Short task: Your task is to print all of the data word for word.

(Dataset rows on where objects appear)
_ _ _

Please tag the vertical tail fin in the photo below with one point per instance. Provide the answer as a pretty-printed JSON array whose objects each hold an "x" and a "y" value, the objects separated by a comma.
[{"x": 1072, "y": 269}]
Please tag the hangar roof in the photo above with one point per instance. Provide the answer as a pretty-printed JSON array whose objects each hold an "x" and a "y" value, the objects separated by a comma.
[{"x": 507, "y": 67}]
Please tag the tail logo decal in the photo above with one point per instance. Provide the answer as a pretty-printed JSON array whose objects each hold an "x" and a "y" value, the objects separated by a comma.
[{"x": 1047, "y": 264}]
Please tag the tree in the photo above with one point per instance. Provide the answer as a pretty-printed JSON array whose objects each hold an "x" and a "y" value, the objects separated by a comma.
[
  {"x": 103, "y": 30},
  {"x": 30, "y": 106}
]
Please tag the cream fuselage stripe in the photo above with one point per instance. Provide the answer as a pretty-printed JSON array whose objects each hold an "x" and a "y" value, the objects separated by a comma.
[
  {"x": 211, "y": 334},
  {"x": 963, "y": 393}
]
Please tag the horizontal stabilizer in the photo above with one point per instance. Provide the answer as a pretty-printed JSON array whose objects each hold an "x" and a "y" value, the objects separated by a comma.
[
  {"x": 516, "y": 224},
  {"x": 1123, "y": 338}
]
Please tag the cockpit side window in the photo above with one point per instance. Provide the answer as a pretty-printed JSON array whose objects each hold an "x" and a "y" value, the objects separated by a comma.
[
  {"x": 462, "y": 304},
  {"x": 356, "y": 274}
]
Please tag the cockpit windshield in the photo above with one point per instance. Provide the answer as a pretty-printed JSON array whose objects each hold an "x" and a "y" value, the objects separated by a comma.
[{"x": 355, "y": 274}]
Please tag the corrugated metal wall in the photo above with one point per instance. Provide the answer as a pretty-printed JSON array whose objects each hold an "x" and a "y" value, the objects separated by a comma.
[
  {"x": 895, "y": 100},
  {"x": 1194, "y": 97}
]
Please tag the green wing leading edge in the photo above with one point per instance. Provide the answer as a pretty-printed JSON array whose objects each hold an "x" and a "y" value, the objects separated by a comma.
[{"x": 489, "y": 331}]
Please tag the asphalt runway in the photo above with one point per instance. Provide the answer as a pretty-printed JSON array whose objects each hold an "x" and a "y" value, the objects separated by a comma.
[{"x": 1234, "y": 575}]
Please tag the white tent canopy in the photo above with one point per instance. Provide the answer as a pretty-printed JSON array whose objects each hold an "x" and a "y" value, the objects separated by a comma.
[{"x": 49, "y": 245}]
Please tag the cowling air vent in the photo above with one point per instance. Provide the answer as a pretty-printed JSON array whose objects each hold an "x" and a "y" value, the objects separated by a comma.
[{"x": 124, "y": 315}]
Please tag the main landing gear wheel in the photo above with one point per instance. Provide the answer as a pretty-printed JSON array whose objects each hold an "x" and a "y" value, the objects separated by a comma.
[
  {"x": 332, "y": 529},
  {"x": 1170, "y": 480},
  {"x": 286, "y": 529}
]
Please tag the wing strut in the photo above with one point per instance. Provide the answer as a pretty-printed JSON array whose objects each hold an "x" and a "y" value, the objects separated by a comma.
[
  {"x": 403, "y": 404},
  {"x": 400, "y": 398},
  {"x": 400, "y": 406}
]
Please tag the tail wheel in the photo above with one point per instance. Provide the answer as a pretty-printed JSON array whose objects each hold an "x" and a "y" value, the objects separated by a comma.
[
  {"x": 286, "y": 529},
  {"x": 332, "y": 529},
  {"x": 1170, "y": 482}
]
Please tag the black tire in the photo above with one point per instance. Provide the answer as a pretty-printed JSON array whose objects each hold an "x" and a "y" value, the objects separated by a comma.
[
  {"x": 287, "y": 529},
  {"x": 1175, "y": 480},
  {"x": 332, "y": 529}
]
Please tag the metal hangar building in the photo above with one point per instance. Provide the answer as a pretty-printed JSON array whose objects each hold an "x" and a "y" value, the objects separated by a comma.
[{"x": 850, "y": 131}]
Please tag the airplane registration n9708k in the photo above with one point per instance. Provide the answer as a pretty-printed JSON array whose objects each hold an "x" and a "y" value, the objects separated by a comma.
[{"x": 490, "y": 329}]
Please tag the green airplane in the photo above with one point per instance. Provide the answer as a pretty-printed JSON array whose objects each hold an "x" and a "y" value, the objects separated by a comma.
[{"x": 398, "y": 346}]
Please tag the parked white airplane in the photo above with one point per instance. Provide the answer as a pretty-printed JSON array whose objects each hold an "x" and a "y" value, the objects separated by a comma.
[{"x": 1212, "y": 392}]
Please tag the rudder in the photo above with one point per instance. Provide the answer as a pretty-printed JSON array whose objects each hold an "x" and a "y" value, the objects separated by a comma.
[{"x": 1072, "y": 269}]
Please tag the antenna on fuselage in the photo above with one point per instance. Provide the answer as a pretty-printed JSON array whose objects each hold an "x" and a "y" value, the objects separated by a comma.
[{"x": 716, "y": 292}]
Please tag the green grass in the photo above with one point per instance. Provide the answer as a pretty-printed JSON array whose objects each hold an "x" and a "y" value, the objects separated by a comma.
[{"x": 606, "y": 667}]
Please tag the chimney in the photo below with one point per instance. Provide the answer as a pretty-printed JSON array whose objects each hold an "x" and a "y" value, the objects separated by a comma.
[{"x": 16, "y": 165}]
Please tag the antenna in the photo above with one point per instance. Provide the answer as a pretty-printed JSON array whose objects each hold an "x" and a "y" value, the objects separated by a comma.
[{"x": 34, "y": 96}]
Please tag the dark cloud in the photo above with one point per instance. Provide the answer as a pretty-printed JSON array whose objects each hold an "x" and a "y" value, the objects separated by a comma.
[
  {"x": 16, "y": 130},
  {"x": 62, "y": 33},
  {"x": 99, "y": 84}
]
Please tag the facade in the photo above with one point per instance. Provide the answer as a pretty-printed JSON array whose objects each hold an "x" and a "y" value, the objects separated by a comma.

_ _ _

Response:
Please tag the vertical tail fin in the photo below with one point per instance. Provide the answer as a pretty-printed JSON array whose objects each hold an "x" and a "y" value, the objects separated by a comma.
[{"x": 1072, "y": 269}]
Please tag the hangar roof in the photo above with one point per instance. Provide the answer as a pretty-printed JSON array whose objects each hold an "x" and a "y" value, the objects separated by a comma.
[{"x": 507, "y": 67}]
Please tag the tail logo decal in the photo above with one point per instance. Provide the answer as a pretty-printed JSON array whose objects each hold an "x" and a "y" value, the objects separated by a comma.
[{"x": 1047, "y": 264}]
Please tag the tree in the photo above with one point per instance. Provide the answer as a pretty-printed JSON array whose objects each hold an "x" and a "y" value, the objects separated by a comma.
[
  {"x": 103, "y": 30},
  {"x": 30, "y": 106}
]
Please tag the cream fuselage stripe in the photo above with one point per instance. Provide the answer as a pretty-printed JSON array whose objects each hold an "x" and a "y" value, the objects separated by a comma.
[
  {"x": 211, "y": 334},
  {"x": 963, "y": 393}
]
Please tag the horizontal stabilizer in the photo above with one point per instance. Provide the answer as a pretty-printed JSON array whose objects each hold an "x" and a "y" value, the objects separated by a comma.
[
  {"x": 516, "y": 224},
  {"x": 1123, "y": 338}
]
Please tag the cockpit side window in the photo above with one point per instance. Provide the answer as a pretty-printed JSON array whose objects each hold an "x" and a "y" value, the objects separated by a comma.
[
  {"x": 462, "y": 304},
  {"x": 356, "y": 274}
]
Please tag the cockpit windshield in the photo above with one point per instance. Provide the answer as a pretty-printed JSON array whose objects each hold an "x" and a "y" value, the objects separated by a comma.
[{"x": 355, "y": 274}]
Please tag the corrugated metal wall in the photo above with one point per instance. Provide the answer as a pretty-printed JSON array whose objects each hold an "x" and a "y" value, the objects separated by a comma.
[
  {"x": 895, "y": 100},
  {"x": 1194, "y": 97}
]
Please tag the green wing leading edge in the photo above with one point per instance. Provide the answer as a pretty-printed JSON array whose objects each hold an "x" and a "y" value, the objects separated by a comma.
[{"x": 489, "y": 331}]
Please tag the asphalt runway in the photo above with one point per instance. Provide the answer as a pretty-printed JSON array whose objects each hold an "x" and a "y" value, the objects separated by a comma.
[{"x": 1234, "y": 575}]
Please tag the white tent canopy in the photo above with one point per instance. Provide the answer as a pretty-printed JSON array whose objects each hold an "x" and a "y" value, the objects separated by a comma.
[{"x": 49, "y": 245}]
Please tag the cowling air vent in the photo above with one point per instance. Provide the answer as a pretty-printed JSON array whose objects each hold an "x" and a "y" value, the objects separated by a comma.
[{"x": 124, "y": 315}]
Please tag the main landing gear wheel in the photo above with one point per instance. Provide the answer as a pretty-printed JSON array whose objects each hold an "x" and a "y" value, the objects separated by a comma.
[
  {"x": 332, "y": 529},
  {"x": 1170, "y": 480},
  {"x": 286, "y": 529}
]
Please tag the wing strut in the photo above with one point per instance. Provide the answer as a pretty-printed JSON array whose objects each hold an "x" and a "y" value, the objects separated by a comma.
[
  {"x": 403, "y": 404},
  {"x": 400, "y": 398},
  {"x": 400, "y": 406}
]
Please tag the tail wheel in the photo above with one point per instance. Provide the answer as a pretty-printed JSON array whose objects each hold an "x" and a "y" value, the objects separated by a comma.
[
  {"x": 286, "y": 529},
  {"x": 332, "y": 529},
  {"x": 1170, "y": 482}
]
Please tag the black tire in the photo above with one point per instance. Provide the answer as a pretty-printed JSON array whose objects each hold an "x" and a "y" value, the objects separated by a comma.
[
  {"x": 287, "y": 529},
  {"x": 1175, "y": 480},
  {"x": 332, "y": 529}
]
Please tag the metal hangar building in the photo above with one point per instance. Provide the answer as a pretty-printed JSON array whose objects each hold an "x" and a "y" value, the objects separated by a comma.
[{"x": 850, "y": 131}]
Please tag the airplane registration n9708k in the photo above with one point per instance. Provide the answer as a pretty-printed JSON array whose objects each hold an "x" and a "y" value, the objects separated by a comma.
[{"x": 490, "y": 329}]
Please tag the green airplane in the photo above with one point per instance. Provide the answer as a pretty-printed JSON array whose objects each hold an "x" and a "y" value, the objects separated by a comma.
[{"x": 398, "y": 346}]
Please tag the parked white airplane in the photo above with one point per instance. Provide the answer as a pretty-printed JSON array whose objects each hold an "x" and a "y" value, the objects separated by a comma.
[{"x": 1212, "y": 392}]
Please tag the rudder in the photo above with one point per instance. Provide the answer as a pretty-printed JSON array whose objects each hold an "x" and a "y" value, the objects separated by a comma.
[{"x": 1072, "y": 269}]
Please tag the antenna on fuselage in the photo above with one point per instance. Provide the answer as a pretty-printed JSON array whose objects each hold an "x" and a "y" value, the objects separated by a comma.
[{"x": 716, "y": 292}]
Please tag the green grass in the photo above with one point per instance. Provide the answer as a pretty-printed JSON array whose objects each hold an "x" and a "y" value, the objects separated by a comma.
[{"x": 606, "y": 667}]
Please tag the chimney in the photo below with one point per instance. Provide the answer as a pretty-printed JSON array whose objects each hold an "x" and a "y" value, the objects separated by a comma.
[{"x": 16, "y": 165}]
Please tag the antenna in the photo above with one point per instance. Provide the answer as a pretty-printed JSON array whose objects each hold an "x" and a "y" value, the objects separated by a comma.
[{"x": 34, "y": 96}]
Please tag the dark cloud in the photo above with one point per instance. Provide the answer as a pretty-printed JSON array whose objects each hold an "x" and a "y" value, the objects separated by a comma.
[
  {"x": 16, "y": 130},
  {"x": 62, "y": 33},
  {"x": 99, "y": 84}
]
Please tag the facade in the photo above with one point per instance. Provide the answer as a pretty-printed JSON array whose objects each hold an "x" and a "y" value, the objects separated by a comma.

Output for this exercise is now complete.